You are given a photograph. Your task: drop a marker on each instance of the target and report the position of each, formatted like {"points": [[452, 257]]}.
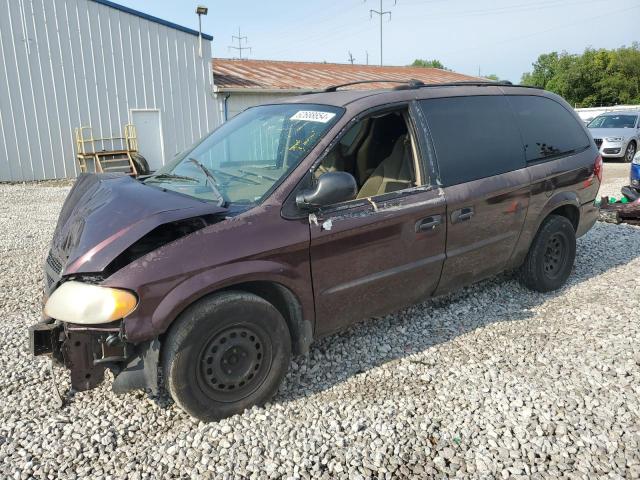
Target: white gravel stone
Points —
{"points": [[491, 381]]}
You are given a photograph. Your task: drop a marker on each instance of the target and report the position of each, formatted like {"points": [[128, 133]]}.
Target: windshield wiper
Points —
{"points": [[206, 171], [211, 180], [170, 176]]}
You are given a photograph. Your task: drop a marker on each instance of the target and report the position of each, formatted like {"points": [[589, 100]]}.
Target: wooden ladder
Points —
{"points": [[107, 160]]}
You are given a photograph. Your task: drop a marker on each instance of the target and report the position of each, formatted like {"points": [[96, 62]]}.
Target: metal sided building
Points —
{"points": [[239, 84], [71, 63]]}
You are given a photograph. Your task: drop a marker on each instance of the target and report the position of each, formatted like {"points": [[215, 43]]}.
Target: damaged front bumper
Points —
{"points": [[87, 351]]}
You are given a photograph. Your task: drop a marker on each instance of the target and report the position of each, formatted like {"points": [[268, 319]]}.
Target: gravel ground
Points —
{"points": [[492, 381]]}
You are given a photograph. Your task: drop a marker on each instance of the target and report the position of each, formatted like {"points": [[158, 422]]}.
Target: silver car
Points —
{"points": [[617, 134]]}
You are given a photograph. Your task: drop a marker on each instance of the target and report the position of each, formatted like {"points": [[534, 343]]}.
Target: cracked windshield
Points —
{"points": [[247, 157]]}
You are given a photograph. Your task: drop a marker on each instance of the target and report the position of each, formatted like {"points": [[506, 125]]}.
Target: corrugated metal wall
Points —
{"points": [[67, 63]]}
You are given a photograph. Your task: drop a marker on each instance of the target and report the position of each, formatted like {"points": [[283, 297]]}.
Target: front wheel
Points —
{"points": [[226, 353], [551, 256]]}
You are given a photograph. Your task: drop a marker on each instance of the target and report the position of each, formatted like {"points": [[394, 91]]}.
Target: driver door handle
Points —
{"points": [[429, 223], [462, 215]]}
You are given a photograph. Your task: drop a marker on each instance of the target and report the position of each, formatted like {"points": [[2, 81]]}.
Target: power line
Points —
{"points": [[240, 39], [381, 13]]}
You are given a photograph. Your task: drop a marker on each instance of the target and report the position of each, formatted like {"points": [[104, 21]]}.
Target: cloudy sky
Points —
{"points": [[500, 36]]}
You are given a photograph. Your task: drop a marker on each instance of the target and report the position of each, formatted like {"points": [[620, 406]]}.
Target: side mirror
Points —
{"points": [[331, 187]]}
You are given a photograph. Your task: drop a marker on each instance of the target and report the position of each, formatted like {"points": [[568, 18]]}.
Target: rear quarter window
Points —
{"points": [[548, 129], [473, 137]]}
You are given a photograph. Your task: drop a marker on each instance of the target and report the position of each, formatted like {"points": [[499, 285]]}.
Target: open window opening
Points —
{"points": [[379, 151]]}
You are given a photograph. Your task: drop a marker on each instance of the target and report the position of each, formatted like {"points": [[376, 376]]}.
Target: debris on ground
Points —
{"points": [[626, 209]]}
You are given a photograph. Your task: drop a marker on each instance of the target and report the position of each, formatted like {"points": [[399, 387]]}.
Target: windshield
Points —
{"points": [[613, 121], [246, 158]]}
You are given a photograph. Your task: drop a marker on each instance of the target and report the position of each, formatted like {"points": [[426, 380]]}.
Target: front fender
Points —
{"points": [[197, 286]]}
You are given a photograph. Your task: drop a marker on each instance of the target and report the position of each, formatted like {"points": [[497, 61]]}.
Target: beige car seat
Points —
{"points": [[394, 173]]}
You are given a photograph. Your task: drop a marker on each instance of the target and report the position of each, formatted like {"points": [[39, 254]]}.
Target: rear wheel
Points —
{"points": [[630, 152], [551, 256], [224, 354]]}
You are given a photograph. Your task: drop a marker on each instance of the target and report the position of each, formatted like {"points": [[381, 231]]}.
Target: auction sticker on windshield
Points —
{"points": [[313, 116]]}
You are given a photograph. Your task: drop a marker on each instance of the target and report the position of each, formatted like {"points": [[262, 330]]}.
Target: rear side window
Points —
{"points": [[548, 129], [473, 137]]}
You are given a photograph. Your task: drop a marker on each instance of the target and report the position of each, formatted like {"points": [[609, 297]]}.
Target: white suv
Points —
{"points": [[617, 134]]}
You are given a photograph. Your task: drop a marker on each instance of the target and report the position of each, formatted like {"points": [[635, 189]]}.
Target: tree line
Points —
{"points": [[594, 78]]}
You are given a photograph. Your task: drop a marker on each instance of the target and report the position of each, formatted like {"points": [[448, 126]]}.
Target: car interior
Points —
{"points": [[378, 151]]}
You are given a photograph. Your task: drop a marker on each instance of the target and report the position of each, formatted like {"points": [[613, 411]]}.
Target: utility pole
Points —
{"points": [[240, 39], [200, 10], [381, 13]]}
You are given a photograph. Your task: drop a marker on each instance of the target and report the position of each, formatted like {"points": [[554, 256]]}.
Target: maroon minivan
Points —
{"points": [[296, 219]]}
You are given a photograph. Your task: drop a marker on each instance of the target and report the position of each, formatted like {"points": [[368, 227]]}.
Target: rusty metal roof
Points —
{"points": [[256, 75]]}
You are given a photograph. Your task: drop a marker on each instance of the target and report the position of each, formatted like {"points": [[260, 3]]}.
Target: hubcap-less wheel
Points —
{"points": [[554, 256], [234, 363], [631, 152]]}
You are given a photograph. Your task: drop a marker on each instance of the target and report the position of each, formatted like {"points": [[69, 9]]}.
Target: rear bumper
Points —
{"points": [[588, 215], [88, 351]]}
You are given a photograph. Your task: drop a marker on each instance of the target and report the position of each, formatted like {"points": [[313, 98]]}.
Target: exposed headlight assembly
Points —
{"points": [[85, 304]]}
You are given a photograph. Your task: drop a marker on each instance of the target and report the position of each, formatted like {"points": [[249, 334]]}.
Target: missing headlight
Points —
{"points": [[158, 237]]}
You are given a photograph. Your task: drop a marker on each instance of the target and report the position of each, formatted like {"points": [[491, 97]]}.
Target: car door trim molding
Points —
{"points": [[385, 274]]}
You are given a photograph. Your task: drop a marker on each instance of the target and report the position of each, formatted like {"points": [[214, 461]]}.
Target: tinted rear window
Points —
{"points": [[548, 129], [473, 137]]}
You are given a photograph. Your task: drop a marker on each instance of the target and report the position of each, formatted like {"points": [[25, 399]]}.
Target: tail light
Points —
{"points": [[597, 168]]}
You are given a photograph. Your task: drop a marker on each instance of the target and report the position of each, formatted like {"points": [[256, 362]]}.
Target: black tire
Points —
{"points": [[236, 331], [551, 256], [629, 152]]}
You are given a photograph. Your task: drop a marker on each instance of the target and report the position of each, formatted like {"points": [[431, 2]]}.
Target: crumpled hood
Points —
{"points": [[106, 213]]}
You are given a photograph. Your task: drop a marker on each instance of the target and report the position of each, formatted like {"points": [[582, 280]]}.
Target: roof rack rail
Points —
{"points": [[411, 83]]}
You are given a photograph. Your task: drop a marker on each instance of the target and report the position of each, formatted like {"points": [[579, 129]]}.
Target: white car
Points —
{"points": [[617, 134]]}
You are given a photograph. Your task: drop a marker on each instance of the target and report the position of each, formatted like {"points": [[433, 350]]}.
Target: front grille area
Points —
{"points": [[54, 263], [52, 272]]}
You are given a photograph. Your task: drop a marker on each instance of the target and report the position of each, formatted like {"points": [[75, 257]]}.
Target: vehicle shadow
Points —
{"points": [[417, 328]]}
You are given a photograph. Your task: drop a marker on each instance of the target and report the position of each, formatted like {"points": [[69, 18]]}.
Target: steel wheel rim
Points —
{"points": [[631, 151], [234, 362], [555, 256]]}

STATED EXERCISE: Find each line in the records that contains the word "front" and copy those lines. Case counts.

OUTPUT FOR THIS TASK:
Target: damaged front bumper
Target: front wheel
Target: front fender
Target: front grille area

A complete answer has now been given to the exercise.